■ Given instruction ■
Convert every line of the items below into a JSON array of strings, one string per line, and omit any blank lines.

■ Working data ■

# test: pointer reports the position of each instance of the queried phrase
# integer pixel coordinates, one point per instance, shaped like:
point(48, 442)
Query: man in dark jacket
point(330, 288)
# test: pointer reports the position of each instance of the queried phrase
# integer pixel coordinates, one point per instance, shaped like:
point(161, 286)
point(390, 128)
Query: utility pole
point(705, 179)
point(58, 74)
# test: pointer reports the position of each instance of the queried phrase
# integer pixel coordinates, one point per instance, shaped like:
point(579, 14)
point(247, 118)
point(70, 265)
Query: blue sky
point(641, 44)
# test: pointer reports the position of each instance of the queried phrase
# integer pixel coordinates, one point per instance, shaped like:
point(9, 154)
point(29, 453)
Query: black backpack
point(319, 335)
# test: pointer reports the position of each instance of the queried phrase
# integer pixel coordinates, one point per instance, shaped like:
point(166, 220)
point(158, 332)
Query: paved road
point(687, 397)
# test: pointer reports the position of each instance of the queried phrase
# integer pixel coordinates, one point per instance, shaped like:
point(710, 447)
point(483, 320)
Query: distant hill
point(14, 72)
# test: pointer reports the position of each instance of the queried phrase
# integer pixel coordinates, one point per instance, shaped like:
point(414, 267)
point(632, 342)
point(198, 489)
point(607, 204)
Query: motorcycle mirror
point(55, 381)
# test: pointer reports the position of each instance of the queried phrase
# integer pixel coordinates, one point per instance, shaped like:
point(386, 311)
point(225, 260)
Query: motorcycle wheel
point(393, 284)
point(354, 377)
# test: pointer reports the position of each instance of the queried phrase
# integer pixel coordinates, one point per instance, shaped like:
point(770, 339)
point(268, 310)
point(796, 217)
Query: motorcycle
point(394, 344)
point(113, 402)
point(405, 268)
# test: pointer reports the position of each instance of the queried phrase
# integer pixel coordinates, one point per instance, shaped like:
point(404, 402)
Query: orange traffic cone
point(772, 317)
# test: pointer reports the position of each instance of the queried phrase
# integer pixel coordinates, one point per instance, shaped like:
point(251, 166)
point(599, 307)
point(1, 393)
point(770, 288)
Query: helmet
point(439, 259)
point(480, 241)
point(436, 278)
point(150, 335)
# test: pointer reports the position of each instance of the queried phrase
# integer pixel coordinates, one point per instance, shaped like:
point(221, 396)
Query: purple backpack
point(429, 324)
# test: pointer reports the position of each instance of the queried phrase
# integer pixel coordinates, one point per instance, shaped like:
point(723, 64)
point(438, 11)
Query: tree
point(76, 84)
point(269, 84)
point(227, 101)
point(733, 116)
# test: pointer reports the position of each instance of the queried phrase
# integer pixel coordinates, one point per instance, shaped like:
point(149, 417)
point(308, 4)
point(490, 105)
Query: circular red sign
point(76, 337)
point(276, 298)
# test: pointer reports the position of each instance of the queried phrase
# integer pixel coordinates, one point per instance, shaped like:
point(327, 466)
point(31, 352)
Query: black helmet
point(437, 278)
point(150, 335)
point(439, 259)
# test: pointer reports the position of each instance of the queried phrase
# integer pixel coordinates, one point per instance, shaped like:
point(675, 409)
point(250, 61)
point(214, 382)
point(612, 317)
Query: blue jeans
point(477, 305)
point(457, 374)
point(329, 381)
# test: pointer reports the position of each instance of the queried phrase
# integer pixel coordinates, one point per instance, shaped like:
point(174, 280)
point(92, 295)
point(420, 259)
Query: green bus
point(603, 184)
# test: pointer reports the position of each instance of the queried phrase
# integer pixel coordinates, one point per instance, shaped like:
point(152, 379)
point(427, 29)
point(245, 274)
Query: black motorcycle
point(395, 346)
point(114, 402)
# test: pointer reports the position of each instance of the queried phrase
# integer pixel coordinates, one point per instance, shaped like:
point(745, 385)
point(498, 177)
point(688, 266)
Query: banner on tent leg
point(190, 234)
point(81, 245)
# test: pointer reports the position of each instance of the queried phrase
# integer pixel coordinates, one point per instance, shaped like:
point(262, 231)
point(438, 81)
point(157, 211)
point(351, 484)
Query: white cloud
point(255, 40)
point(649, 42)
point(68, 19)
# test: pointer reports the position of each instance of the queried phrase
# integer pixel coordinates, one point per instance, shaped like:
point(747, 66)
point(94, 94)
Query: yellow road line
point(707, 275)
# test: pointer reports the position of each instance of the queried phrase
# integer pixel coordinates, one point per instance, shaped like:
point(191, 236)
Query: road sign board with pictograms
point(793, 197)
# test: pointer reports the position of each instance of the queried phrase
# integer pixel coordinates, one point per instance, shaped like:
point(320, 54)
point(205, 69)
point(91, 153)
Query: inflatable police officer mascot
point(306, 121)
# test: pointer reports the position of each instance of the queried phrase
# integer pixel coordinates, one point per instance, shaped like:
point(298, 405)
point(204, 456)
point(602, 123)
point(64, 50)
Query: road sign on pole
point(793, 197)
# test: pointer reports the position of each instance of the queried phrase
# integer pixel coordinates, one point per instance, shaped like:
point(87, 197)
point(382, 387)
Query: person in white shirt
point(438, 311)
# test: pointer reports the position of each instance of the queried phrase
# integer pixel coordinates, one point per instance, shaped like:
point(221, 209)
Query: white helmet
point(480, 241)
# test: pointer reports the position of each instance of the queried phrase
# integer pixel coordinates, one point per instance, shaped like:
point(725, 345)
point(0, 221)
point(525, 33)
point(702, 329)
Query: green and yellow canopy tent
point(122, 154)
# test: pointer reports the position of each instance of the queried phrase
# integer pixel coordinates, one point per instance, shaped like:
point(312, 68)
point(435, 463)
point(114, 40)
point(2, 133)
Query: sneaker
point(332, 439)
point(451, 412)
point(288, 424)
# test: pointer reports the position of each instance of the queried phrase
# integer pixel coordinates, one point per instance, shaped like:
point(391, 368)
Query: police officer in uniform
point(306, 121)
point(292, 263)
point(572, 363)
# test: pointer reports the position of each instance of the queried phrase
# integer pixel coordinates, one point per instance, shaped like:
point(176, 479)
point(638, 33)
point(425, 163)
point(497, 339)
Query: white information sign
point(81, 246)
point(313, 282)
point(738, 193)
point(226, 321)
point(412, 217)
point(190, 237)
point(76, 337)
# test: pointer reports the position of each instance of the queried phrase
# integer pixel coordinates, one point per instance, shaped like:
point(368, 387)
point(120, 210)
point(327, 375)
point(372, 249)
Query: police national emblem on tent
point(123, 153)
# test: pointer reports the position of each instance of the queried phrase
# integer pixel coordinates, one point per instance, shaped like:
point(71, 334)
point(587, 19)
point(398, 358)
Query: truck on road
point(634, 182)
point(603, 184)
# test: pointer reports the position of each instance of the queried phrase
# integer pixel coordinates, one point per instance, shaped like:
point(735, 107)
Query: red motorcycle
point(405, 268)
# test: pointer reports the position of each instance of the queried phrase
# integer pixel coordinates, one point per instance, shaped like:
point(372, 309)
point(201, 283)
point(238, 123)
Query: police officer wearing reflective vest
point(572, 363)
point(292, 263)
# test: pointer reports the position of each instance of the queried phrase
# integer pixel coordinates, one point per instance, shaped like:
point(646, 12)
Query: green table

■ Task response ■
[
  "# test: pointer reports the position of each instance of the queried phrase",
  "# integer pixel coordinates, one point per instance, shaped like:",
  "point(48, 442)",
  "Query: man in dark jacket",
  "point(330, 288)",
  "# test: pointer reports the position of each instance of the queried phrase",
  "# integer pixel coordinates, one point per instance, shaped like:",
  "point(161, 286)",
  "point(390, 128)",
  "Query: utility pole",
  "point(705, 179)",
  "point(58, 74)",
  "# test: pointer reports the position of each instance of the queried phrase",
  "# integer pixel coordinates, one point per instance, shaped like:",
  "point(579, 14)",
  "point(247, 118)",
  "point(70, 265)",
  "Query: blue sky",
  "point(641, 44)",
  "# test: pointer reports the position of each instance of the queried phrase",
  "# integer pixel coordinates, one point per instance, shaped like:",
  "point(9, 154)",
  "point(29, 453)",
  "Query: black backpack",
  "point(319, 335)",
  "# test: pointer reports the position of each instance of the queried phrase",
  "# integer pixel coordinates, one point per instance, shaped like:",
  "point(166, 220)",
  "point(158, 332)",
  "Query: paved road",
  "point(687, 397)",
  "# test: pointer reports the position of each instance of the queried phrase",
  "# integer pixel coordinates, one point per instance, shaped like:",
  "point(710, 447)",
  "point(483, 320)",
  "Query: distant hill",
  "point(14, 72)",
  "# test: pointer reports the position of each instance of the queried phrase",
  "# integer pixel coordinates, one point per instance, shaped like:",
  "point(414, 267)",
  "point(632, 342)",
  "point(198, 489)",
  "point(607, 204)",
  "Query: motorcycle mirror",
  "point(55, 381)",
  "# test: pointer reports the position of each instance of the queried phrase",
  "# integer pixel coordinates, one point per instance, shaped like:",
  "point(386, 311)",
  "point(225, 260)",
  "Query: motorcycle wheel",
  "point(393, 284)",
  "point(354, 377)",
  "# test: pointer reports the position of each instance of the queried phrase",
  "# integer pixel coordinates, one point per instance, shaped like:",
  "point(770, 339)",
  "point(268, 310)",
  "point(796, 217)",
  "Query: motorcycle",
  "point(394, 344)",
  "point(113, 402)",
  "point(405, 268)",
  "# test: pointer reports the position of each instance of the queried phrase",
  "# integer pixel coordinates, one point per instance, shaped like:",
  "point(404, 402)",
  "Query: orange traffic cone",
  "point(772, 317)",
  "# test: pointer reports the position of each instance of the queried phrase",
  "# integer pixel coordinates, one point per instance, shaped like:",
  "point(251, 166)",
  "point(599, 307)",
  "point(1, 393)",
  "point(770, 288)",
  "Query: helmet",
  "point(439, 259)",
  "point(480, 241)",
  "point(436, 278)",
  "point(150, 335)",
  "# test: pointer reports the position of each instance of the queried phrase",
  "# integer pixel coordinates, one point per instance, shaped like:",
  "point(221, 396)",
  "Query: purple backpack",
  "point(429, 324)",
  "# test: pointer reports the position of each instance of the queried phrase",
  "# integer pixel coordinates, one point per instance, shaped like:",
  "point(723, 64)",
  "point(438, 11)",
  "Query: tree",
  "point(76, 84)",
  "point(269, 84)",
  "point(227, 101)",
  "point(733, 116)",
  "# test: pointer reports the position of each instance of the queried phrase",
  "# integer pixel coordinates, one point per instance, shaped like:",
  "point(149, 417)",
  "point(308, 4)",
  "point(490, 105)",
  "Query: circular red sign",
  "point(76, 337)",
  "point(276, 298)",
  "# test: pointer reports the position of each instance of the queried phrase",
  "# integer pixel coordinates, one point per instance, shaped like:",
  "point(327, 466)",
  "point(31, 352)",
  "Query: black helmet",
  "point(437, 278)",
  "point(150, 335)",
  "point(439, 259)",
  "# test: pointer reports the position of each instance of the queried phrase",
  "# integer pixel coordinates, one point per instance, shaped like:",
  "point(675, 409)",
  "point(250, 61)",
  "point(214, 382)",
  "point(612, 317)",
  "Query: blue jeans",
  "point(477, 305)",
  "point(457, 374)",
  "point(329, 381)",
  "# test: pointer reports the position of each instance of the queried phrase",
  "# integer pixel coordinates, one point per instance, shaped like:",
  "point(174, 280)",
  "point(92, 295)",
  "point(420, 259)",
  "Query: green bus",
  "point(603, 184)",
  "# test: pointer reports the position of each instance of the queried phrase",
  "# integer pixel coordinates, one point per instance, shaped like:",
  "point(152, 379)",
  "point(427, 29)",
  "point(245, 274)",
  "Query: black motorcycle",
  "point(395, 346)",
  "point(114, 402)",
  "# test: pointer reports the position of each instance of the queried phrase",
  "# integer pixel coordinates, one point per instance, shaped like:",
  "point(745, 385)",
  "point(498, 177)",
  "point(688, 266)",
  "Query: banner on tent leg",
  "point(190, 234)",
  "point(81, 245)",
  "# test: pointer reports the position of each instance of the queried phrase",
  "# integer pixel coordinates, one point per instance, shaped like:",
  "point(262, 231)",
  "point(438, 81)",
  "point(157, 211)",
  "point(351, 484)",
  "Query: white cloud",
  "point(255, 40)",
  "point(649, 42)",
  "point(68, 19)",
  "# test: pointer reports the position of each instance of the queried phrase",
  "# integer pixel coordinates, one point per instance, shaped like:",
  "point(747, 66)",
  "point(94, 94)",
  "Query: yellow road line",
  "point(707, 275)",
  "# test: pointer reports the position of each instance of the queried phrase",
  "# integer pixel coordinates, one point per instance, shaped like:",
  "point(191, 236)",
  "Query: road sign board with pictograms",
  "point(793, 197)",
  "# test: pointer reports the position of each instance of the queried phrase",
  "# integer pixel coordinates, one point per instance, shaped like:",
  "point(320, 54)",
  "point(205, 69)",
  "point(91, 153)",
  "Query: inflatable police officer mascot",
  "point(306, 121)",
  "# test: pointer reports the position of each instance of the queried phrase",
  "# integer pixel coordinates, one point per instance, shaped like:",
  "point(298, 405)",
  "point(204, 456)",
  "point(602, 123)",
  "point(64, 50)",
  "Query: road sign on pole",
  "point(793, 197)",
  "# test: pointer reports the position of each instance of the queried phrase",
  "# integer pixel coordinates, one point per instance, shaped like:",
  "point(87, 197)",
  "point(382, 387)",
  "Query: person in white shirt",
  "point(438, 311)",
  "# test: pointer reports the position of each instance of the queried phrase",
  "# integer pixel coordinates, one point per instance, shaped like:",
  "point(221, 209)",
  "Query: white helmet",
  "point(480, 241)",
  "# test: pointer reports the position of each instance of the queried phrase",
  "# integer pixel coordinates, one point per instance, shaped like:",
  "point(725, 345)",
  "point(0, 221)",
  "point(525, 33)",
  "point(702, 329)",
  "Query: green and yellow canopy tent",
  "point(122, 154)",
  "# test: pointer reports the position of each instance of the queried phrase",
  "# integer pixel coordinates, one point per instance, shaped like:",
  "point(312, 68)",
  "point(435, 463)",
  "point(114, 40)",
  "point(2, 133)",
  "Query: sneaker",
  "point(332, 439)",
  "point(451, 412)",
  "point(288, 424)",
  "# test: pointer reports the position of each instance of the queried phrase",
  "# integer pixel coordinates, one point per instance, shaped like:",
  "point(391, 368)",
  "Query: police officer in uniform",
  "point(306, 121)",
  "point(292, 263)",
  "point(572, 363)",
  "# test: pointer reports the position of each instance of the queried phrase",
  "# integer pixel coordinates, one point per instance, shaped like:",
  "point(176, 479)",
  "point(638, 33)",
  "point(425, 163)",
  "point(497, 339)",
  "Query: white information sign",
  "point(81, 246)",
  "point(313, 282)",
  "point(738, 193)",
  "point(226, 321)",
  "point(412, 217)",
  "point(190, 237)",
  "point(76, 337)",
  "# test: pointer reports the position of each instance of the queried phrase",
  "# integer pixel coordinates, one point per instance, shaped like:",
  "point(368, 387)",
  "point(120, 210)",
  "point(327, 375)",
  "point(372, 249)",
  "Query: police national emblem on tent",
  "point(123, 153)",
  "# test: pointer reports the position of each instance of the queried phrase",
  "# integer pixel coordinates, one point per instance, shaped like:",
  "point(71, 334)",
  "point(587, 19)",
  "point(398, 358)",
  "Query: truck on road",
  "point(634, 182)",
  "point(603, 184)",
  "# test: pointer reports the position of each instance of the queried phrase",
  "# integer pixel coordinates, one point per instance, shaped like:",
  "point(735, 107)",
  "Query: red motorcycle",
  "point(405, 268)",
  "# test: pointer reports the position of each instance of the queried phrase",
  "# integer pixel coordinates, one point per instance, shaped like:",
  "point(372, 309)",
  "point(201, 283)",
  "point(238, 123)",
  "Query: police officer wearing reflective vest",
  "point(572, 363)",
  "point(292, 263)",
  "# test: pointer reports the position of each instance of the queried phrase",
  "# integer pixel coordinates, one point per instance, shaped like:",
  "point(646, 12)",
  "Query: green table"
]